>> Start

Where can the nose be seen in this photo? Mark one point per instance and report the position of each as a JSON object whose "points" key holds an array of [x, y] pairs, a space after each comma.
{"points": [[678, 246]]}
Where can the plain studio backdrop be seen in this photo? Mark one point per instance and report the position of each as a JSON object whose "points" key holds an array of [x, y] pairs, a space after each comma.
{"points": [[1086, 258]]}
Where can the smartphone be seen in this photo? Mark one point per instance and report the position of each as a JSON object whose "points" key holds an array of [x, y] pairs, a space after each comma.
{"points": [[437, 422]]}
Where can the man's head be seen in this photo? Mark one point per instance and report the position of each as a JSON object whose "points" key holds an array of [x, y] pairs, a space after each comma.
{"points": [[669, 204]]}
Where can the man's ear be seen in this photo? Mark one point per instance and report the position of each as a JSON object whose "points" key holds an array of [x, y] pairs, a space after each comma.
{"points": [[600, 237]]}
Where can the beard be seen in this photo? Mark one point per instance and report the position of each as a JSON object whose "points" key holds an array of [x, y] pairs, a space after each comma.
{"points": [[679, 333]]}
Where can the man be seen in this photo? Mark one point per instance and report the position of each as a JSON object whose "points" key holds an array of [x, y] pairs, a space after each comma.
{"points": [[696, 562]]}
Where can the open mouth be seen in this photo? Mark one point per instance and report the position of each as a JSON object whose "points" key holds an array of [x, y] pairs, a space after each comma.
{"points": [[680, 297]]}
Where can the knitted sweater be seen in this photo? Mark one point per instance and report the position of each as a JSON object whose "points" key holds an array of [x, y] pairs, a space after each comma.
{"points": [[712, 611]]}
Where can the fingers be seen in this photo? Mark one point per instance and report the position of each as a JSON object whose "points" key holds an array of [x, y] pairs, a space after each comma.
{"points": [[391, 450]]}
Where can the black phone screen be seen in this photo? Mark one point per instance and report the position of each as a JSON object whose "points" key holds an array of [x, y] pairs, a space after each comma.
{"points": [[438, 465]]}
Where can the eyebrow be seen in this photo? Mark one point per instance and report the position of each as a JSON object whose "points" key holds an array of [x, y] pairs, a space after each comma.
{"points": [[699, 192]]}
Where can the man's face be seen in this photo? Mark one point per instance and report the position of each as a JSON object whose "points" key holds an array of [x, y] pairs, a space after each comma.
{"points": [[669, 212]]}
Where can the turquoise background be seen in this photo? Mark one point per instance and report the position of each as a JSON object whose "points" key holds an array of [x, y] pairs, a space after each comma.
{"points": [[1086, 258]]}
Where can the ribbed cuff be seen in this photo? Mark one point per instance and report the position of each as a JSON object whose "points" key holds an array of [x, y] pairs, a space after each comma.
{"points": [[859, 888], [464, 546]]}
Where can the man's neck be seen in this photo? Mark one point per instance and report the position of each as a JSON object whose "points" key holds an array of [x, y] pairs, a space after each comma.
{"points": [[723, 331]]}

>> End

Can you write out all of the items above again, word for word and in the same order?

* The solution
Where can the nose be seen in this photo? Mark one point per instance and report the position of each as a JSON object whose "points" key holds an array of [x, y] pairs, a space after each comma.
{"points": [[678, 246]]}
Where can the plain studio backdrop be seen in this photo? Mark one point per instance and report the position of each as a JSON object whose "points" key holds an array of [x, y] pairs, a space after each comma.
{"points": [[1086, 258]]}
Where can the smartphone be seen in this photo? Mark one point per instance and report the position of each as a JSON object whose "points" key holds an array of [x, y] pairs, a space after each comma.
{"points": [[437, 422]]}
Where can the man's head be seen in this photo? Mark one point per instance and report the position of each as a JSON object whose "points" key holds an array of [x, y] pairs, a space after each comma.
{"points": [[669, 204]]}
Where can the man's ear be seen in this photo? Mark one point per instance and report the position of each as a JSON object whose "points" key holds an array of [x, y] pairs, a space after each comma.
{"points": [[600, 237]]}
Where can the beard be seen in this photo? Mark one point per instance and report the position of each as a JSON object whose "points" key holds an array of [x, y] pairs, a space after each comma.
{"points": [[679, 333]]}
Where can the man be seen in this photo? Mark one point per instance and report the position of each as a JSON object whose "points" key holds an array of [x, y] pairs, a space after each comma.
{"points": [[696, 562]]}
Where can the open mouth be seen in this photo? Mark one point per instance and report the position of each as a JSON object whose "points" key holds an array of [x, y] pairs, a space after each comma.
{"points": [[680, 297]]}
Where can the knitted sweater be seen in this photo? Mark one point per instance and report the position of each as a JSON object whose "points" key holds an array of [x, y] pairs, a space after each comma.
{"points": [[712, 611]]}
Where can the fingers be seen in this photo? Mark one point per instance and report the position of each as a JSON object whose "points" key holds an array of [x, y] pairs, a space after each comma.
{"points": [[391, 450]]}
Where can the black phone screen be seen in this photo? Mark one point per instance and report the position of each as a JSON object whose "points" key holds an array of [x, y] pairs, a space after each comma.
{"points": [[438, 465]]}
Where can the eyebrow be seen in this photo? Mark one point per instance and report the position of each as a JSON object whose "points" key holds an array of [x, y] pairs, a space after each comma.
{"points": [[699, 192]]}
Where can the man's face be seen in this photo? Mark one point per instance and report the position of each as a JSON object whose "points" key holds an array of [x, y] pairs, a space after each comma.
{"points": [[669, 212]]}
Where can the turquoise background be seen in this photo? Mark one point per instance and report the position of each as a JSON object whose "points" key holds an array of [x, y] pairs, a space after each comma.
{"points": [[1086, 258]]}
Where can the ribbed cuff be seen in this photo? Mark one point per instance and report the position of each as a JSON object whose "points" key holds an array of [x, y] pairs, a space after each comma.
{"points": [[859, 888], [464, 546]]}
Where can the man's neck be seen in this photo? Mark one point per instance and report the position of each as a JSON object whose "points" key holds an array of [x, y] pairs, a space after each comma.
{"points": [[723, 331]]}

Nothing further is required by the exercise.